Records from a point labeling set
·····
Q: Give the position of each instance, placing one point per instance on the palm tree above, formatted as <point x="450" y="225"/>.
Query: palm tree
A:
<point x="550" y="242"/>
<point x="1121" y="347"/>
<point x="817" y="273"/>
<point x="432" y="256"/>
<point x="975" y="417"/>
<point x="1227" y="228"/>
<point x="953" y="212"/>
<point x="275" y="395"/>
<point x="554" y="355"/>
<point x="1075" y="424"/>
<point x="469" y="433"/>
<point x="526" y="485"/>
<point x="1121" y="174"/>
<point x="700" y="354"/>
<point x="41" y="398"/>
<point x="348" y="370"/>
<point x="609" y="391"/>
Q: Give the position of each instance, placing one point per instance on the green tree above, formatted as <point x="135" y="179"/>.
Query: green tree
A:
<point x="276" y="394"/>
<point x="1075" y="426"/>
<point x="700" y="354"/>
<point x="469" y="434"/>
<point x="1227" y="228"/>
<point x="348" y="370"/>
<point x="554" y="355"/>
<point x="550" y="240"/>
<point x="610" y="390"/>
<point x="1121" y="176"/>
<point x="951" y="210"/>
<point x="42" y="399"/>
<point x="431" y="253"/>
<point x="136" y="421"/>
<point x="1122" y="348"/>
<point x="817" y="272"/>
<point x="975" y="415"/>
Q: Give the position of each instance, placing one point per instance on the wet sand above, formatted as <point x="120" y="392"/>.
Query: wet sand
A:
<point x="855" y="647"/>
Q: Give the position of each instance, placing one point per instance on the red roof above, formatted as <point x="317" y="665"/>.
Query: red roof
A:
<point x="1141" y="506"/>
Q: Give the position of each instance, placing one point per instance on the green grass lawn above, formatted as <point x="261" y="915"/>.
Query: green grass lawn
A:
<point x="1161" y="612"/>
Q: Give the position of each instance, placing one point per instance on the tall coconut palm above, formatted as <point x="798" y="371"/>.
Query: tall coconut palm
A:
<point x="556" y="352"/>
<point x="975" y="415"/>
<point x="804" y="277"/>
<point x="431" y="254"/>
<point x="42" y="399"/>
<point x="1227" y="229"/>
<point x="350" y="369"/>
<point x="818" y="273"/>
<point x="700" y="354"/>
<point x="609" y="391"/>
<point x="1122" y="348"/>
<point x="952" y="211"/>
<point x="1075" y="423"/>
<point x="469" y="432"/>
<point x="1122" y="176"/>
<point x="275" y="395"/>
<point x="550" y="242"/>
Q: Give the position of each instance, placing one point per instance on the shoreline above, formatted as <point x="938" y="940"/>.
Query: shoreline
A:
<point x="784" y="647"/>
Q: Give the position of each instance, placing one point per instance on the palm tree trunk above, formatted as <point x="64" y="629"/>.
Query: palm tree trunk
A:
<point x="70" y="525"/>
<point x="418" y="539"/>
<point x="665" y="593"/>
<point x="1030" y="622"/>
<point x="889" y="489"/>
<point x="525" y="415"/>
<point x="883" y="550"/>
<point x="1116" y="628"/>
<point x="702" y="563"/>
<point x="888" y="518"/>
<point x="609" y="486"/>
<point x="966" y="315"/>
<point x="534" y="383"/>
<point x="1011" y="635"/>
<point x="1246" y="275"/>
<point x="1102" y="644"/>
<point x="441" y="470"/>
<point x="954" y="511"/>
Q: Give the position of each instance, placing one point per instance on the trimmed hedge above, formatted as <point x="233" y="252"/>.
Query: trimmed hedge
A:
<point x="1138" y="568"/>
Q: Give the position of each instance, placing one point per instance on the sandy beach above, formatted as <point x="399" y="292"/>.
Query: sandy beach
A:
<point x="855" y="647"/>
·····
=== Exercise ===
Copy every line of the records word for word.

=== Expected answer ===
Q: Give the position of each instance, placing one point per instance on the palm tree above, formatted as <point x="450" y="225"/>.
Query: palm tree
A:
<point x="550" y="242"/>
<point x="1121" y="347"/>
<point x="817" y="273"/>
<point x="432" y="256"/>
<point x="975" y="417"/>
<point x="1227" y="228"/>
<point x="953" y="212"/>
<point x="275" y="395"/>
<point x="554" y="355"/>
<point x="1075" y="424"/>
<point x="469" y="433"/>
<point x="526" y="485"/>
<point x="1121" y="174"/>
<point x="700" y="354"/>
<point x="41" y="398"/>
<point x="348" y="370"/>
<point x="609" y="391"/>
Q: Give the position of each instance, placing one point per instance on the green tree above, formatted as <point x="135" y="179"/>.
Query: green tree
A:
<point x="276" y="394"/>
<point x="1075" y="426"/>
<point x="700" y="354"/>
<point x="469" y="434"/>
<point x="1227" y="228"/>
<point x="348" y="370"/>
<point x="554" y="355"/>
<point x="550" y="240"/>
<point x="610" y="390"/>
<point x="1121" y="176"/>
<point x="951" y="210"/>
<point x="42" y="399"/>
<point x="431" y="253"/>
<point x="136" y="421"/>
<point x="1122" y="348"/>
<point x="817" y="272"/>
<point x="975" y="415"/>
Q: Give the position of each instance, placing one point per instance on the wet sand above, formatted as <point x="120" y="392"/>.
Query: wet sand
A:
<point x="855" y="647"/>
Q: Give the position of each instance, placing one point per instance on the red roof above, formatted as <point x="317" y="665"/>.
Query: red roof
A:
<point x="1141" y="506"/>
Q: Give the position of each instance, placing one point per instance on the green grass lawn above, formatted as <point x="261" y="915"/>.
Query: green grass lawn
A:
<point x="1161" y="612"/>
Q: Give the position of each instance, placing one point per instance on the tall coconut palm above, formatted as <point x="798" y="371"/>.
Query: tall coconut palm
A:
<point x="556" y="352"/>
<point x="975" y="415"/>
<point x="804" y="277"/>
<point x="431" y="254"/>
<point x="42" y="399"/>
<point x="1227" y="229"/>
<point x="350" y="369"/>
<point x="818" y="273"/>
<point x="700" y="354"/>
<point x="609" y="391"/>
<point x="1122" y="348"/>
<point x="952" y="211"/>
<point x="1075" y="423"/>
<point x="469" y="432"/>
<point x="1122" y="176"/>
<point x="275" y="395"/>
<point x="550" y="242"/>
Q: Give the position of each instance, placing one point per instance on the shoreline above, formatted as <point x="938" y="940"/>.
Query: shoreline
A:
<point x="784" y="647"/>
Q: Give the position of each instance, placing one point per instance on the palm tree trunk above, formatted as <point x="64" y="629"/>.
Query: palm tree trunk
A:
<point x="70" y="525"/>
<point x="418" y="539"/>
<point x="665" y="593"/>
<point x="1030" y="622"/>
<point x="889" y="489"/>
<point x="525" y="415"/>
<point x="883" y="550"/>
<point x="1116" y="628"/>
<point x="702" y="563"/>
<point x="888" y="518"/>
<point x="609" y="486"/>
<point x="966" y="315"/>
<point x="534" y="383"/>
<point x="1011" y="635"/>
<point x="1246" y="275"/>
<point x="1102" y="644"/>
<point x="441" y="470"/>
<point x="954" y="511"/>
Q: Give the position of each instance, placing one point per instance on the trimmed hedge above, formatted as <point x="233" y="252"/>.
Query: trimmed hedge
A:
<point x="1138" y="568"/>
Q: Give the position of each instance, placing one point per instance on the sandy beach above, formatted as <point x="399" y="292"/>.
Query: sandy beach
A:
<point x="855" y="647"/>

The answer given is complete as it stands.